Data items

□ □ □ □

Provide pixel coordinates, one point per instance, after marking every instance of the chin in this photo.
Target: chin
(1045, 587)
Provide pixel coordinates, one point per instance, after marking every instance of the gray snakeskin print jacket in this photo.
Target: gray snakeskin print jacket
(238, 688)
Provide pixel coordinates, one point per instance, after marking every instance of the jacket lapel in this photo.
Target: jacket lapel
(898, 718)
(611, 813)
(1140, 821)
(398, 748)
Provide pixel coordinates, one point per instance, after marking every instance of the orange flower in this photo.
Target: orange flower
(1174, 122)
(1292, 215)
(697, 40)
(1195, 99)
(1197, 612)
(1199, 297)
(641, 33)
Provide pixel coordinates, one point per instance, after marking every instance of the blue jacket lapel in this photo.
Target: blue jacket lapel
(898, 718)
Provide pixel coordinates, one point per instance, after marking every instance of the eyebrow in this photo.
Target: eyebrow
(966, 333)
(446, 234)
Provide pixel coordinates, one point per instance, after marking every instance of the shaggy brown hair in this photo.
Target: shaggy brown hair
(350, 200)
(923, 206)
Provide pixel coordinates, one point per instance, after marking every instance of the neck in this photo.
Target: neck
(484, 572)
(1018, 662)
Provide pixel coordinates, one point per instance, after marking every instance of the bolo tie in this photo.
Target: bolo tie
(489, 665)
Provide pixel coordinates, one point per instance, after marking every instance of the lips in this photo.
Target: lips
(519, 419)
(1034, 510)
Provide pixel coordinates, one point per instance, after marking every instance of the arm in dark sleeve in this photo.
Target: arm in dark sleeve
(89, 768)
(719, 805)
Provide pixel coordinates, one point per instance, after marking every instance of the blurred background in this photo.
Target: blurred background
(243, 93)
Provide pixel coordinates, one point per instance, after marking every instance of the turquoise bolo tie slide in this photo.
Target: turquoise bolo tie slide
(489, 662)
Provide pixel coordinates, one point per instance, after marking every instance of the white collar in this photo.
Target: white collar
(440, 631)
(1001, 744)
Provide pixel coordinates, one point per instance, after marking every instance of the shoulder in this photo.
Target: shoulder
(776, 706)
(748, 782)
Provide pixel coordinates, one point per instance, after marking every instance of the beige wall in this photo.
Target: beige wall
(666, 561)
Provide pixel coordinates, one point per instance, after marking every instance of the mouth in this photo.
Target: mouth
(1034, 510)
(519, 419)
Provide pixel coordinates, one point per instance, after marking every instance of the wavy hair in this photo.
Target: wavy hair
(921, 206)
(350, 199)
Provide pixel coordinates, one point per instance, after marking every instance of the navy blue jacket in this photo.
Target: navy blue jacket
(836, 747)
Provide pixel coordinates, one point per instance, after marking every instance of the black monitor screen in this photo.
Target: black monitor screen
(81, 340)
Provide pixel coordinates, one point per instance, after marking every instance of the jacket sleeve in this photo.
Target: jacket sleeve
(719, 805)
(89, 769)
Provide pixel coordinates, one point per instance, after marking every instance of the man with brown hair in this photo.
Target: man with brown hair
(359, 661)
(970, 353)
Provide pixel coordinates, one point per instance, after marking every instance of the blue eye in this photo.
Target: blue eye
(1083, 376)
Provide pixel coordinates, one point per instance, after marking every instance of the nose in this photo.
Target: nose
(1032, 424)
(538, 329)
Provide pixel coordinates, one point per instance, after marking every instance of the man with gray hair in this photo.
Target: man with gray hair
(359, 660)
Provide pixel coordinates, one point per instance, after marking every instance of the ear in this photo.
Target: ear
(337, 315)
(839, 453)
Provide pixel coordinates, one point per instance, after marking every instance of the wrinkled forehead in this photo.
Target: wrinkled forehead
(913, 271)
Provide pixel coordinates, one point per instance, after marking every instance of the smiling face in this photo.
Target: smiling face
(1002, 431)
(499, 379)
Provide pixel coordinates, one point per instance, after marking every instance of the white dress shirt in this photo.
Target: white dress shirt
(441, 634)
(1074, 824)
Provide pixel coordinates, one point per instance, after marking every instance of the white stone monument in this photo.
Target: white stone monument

□ □ □ □

WHAT YOU ARE ASKED TO DO> All entries above are to be repeated verbatim, down to the last line.

SOLUTION TO THE EXERCISE>
Provide pixel coordinates, one point per instance, after marking every instance of the chin in this photo.
Target: chin
(1045, 587)
Provide pixel coordinates, one point per instance, after marking every instance of the gray snakeskin print jacket in this photo.
Target: gray snakeskin print jacket
(238, 688)
Provide pixel coordinates, one point per instance, after marking every instance of the jacket lapel in this photo.
Target: jacket lapel
(898, 718)
(611, 813)
(1140, 821)
(398, 748)
Provide pixel coordinates, one point per instance, after marking every instance of the orange flower in this photo.
Target: orange flower
(1174, 122)
(1292, 215)
(697, 40)
(1195, 99)
(1197, 612)
(1199, 297)
(641, 33)
Provide pixel coordinates, one point per instance, after marking every instance of the blue jacket lapel in this photo.
Target: blue jacket lapel
(898, 718)
Provide pixel coordinates, one point per instance, after marking every instance of the eyebrow in this photo.
Target: eyebrow
(966, 333)
(446, 234)
Provide pixel coordinates, one point per instance, after marking every instance of the shaggy brown hair in this photo.
Target: shaggy brown hair
(350, 200)
(923, 206)
Provide pixel coordinates, one point per instance, after marking every instance of the neck in this photo.
Target: neck
(484, 572)
(1018, 662)
Provide pixel coordinates, one point per instance, after marking every instance of the bolo tie in this photo.
Target: bolo tie
(489, 665)
Provide pixel coordinates, one point per instance, after marking every instance of the lips in this photo.
Target: lips
(519, 419)
(1034, 510)
Provide pixel coordinates, one point per instance, after marking every instance of the arm in dark sleeve in this photo.
Target: arm in dark sleeve
(89, 768)
(719, 805)
Provide pixel coordinates, one point per instance, after marking every instance of the blurred background in this photo.
Target: blurred background
(243, 93)
Provide pixel coordinates, one point per instance, after marking every instance of the turquoise bolo tie slide in this photo.
Target: turquoise bolo tie slide
(489, 662)
Provide pixel coordinates, one point per instance, after marking every instance of the white collar in this photo.
Target: white collar
(440, 631)
(1001, 744)
Provide pixel coordinates, one point per instance, after marking every instance of the shoulder in this photo.
Target: shoulder
(776, 706)
(748, 782)
Provide pixel coordinates, one point per instance, after marking every instance of the beige wall in this photo.
Target: beige wall
(666, 561)
Provide pixel coordinates, one point per instance, after marking every instance of the mouth in this photo.
Target: mouth
(1034, 510)
(519, 419)
Provide pixel coordinates, one point per instance, after marking every instance of the wavy hair in this photo.
Target: wavy hair
(921, 206)
(350, 199)
Provide pixel coordinates, one point per instance, after marking every instance of the navy blue jacket in this photo.
Target: navy blue jacket
(836, 747)
Provide pixel coordinates, one point per instance, after marking every instance of the black monitor screen in this photo.
Target: black monitor screen
(81, 340)
Provide pixel coordinates, one point per instance, after marking every instance of the jacket sleeve in this photo.
Target: jacket sleeve
(719, 805)
(89, 769)
Provide pixel coordinates, one point per instance, after marking every instance of the man with brown hair in this photo.
Target: man with brown hair
(359, 661)
(970, 353)
Provide pixel coordinates, one point per instance, after marking every instance of the blue eye in this photo.
Target: blue eye
(1083, 376)
Provide pixel coordinates, one point per instance, after marking every instance of the nose in this photo.
Target: nose
(1032, 424)
(538, 329)
Provide pixel coordinates, one point per instance, after marking every instance of the man with gray hair in this photo.
Target: man with gray hair
(359, 660)
Provide pixel coordinates, one point per instance, after marking every instance of the ear in this photo.
Target: ear
(337, 315)
(839, 453)
Provide pixel coordinates, one point per instance, after marking every instance of the wrinkled forehead in this photo.
Target: wrinkled forehead
(913, 271)
Provide pixel coordinates, one point per instance, after marking every instance of the smiling face in this photo.
Target: smiling face
(1002, 431)
(499, 379)
Provide pixel coordinates, one point per instance, after marking every instance of the white dress shirt in this photo.
Target: white dress shirt
(441, 634)
(1074, 824)
Provide pixel coordinates, one point per instance, after marking every instance of the white stone monument in this photo.
Target: white stone monument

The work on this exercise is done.